■ **Passage provided**
━━━━━━━━━━━━━━━━━━━━

Grazed and Confused!

Guest post by REG member Marian Harding. The opinions voiced here are not necessarily those of REG – comments welcome!

Anyone come across the ‘ditch dairy’ vegan campaign? It featured so prominently on my radar earlier this year that I felt in need of counselling! However it doesn’t seem to have been taken very seriously by farmers – maybe their social media orbit safely avoids the ‘green consumer’, and maybe they don’t do much shopping either! However the chickens will come home to roost soon enough as the market for our produce vanishes in favour of plant based substitutes made in factories using stuff we can’t produce here, what shall we do then?

━━━━━━━━━━━━━━━━━━━━

■ **Provided information**
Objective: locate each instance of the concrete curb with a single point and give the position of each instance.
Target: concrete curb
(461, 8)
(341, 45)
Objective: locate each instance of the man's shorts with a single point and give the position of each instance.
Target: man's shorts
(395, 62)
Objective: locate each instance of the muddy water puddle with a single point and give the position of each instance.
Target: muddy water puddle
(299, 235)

━━━━━━━━━━━━━━━━━━━━

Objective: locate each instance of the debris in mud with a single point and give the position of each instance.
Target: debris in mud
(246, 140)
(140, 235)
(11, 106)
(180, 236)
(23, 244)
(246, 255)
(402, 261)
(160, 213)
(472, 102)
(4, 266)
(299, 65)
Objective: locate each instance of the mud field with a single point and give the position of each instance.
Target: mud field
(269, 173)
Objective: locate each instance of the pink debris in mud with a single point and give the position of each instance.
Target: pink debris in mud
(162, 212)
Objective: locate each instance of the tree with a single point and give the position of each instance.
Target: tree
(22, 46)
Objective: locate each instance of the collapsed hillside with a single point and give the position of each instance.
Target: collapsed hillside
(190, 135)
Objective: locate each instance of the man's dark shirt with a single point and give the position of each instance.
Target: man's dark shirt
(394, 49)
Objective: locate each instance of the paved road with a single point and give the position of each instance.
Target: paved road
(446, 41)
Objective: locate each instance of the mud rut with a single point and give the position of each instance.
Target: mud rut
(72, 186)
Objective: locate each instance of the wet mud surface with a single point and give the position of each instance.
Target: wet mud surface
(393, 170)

━━━━━━━━━━━━━━━━━━━━

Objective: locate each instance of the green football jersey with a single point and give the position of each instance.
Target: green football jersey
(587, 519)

━━━━━━━━━━━━━━━━━━━━

■ **What this task involves**
Write out the guest post on the "ditch dairy" campaign again, starting at "Guest post by" and ending at "we do then?". Swap "farmers" for "growers" throughout.

■ **Task output**
Guest post by REG member Marian Harding. The opinions voiced here are not necessarily those of REG – comments welcome!

Anyone come across the ‘ditch dairy’ vegan campaign? It featured so prominently on my radar earlier this year that I felt in need of counselling! However it doesn’t seem to have been taken very seriously by growers – maybe their social media orbit safely avoids the ‘green consumer’, and maybe they don’t do much shopping either! However the chickens will come home to roost soon enough as the market for our produce vanishes in favour of plant based substitutes made in factories using stuff we can’t produce here, what shall we do then?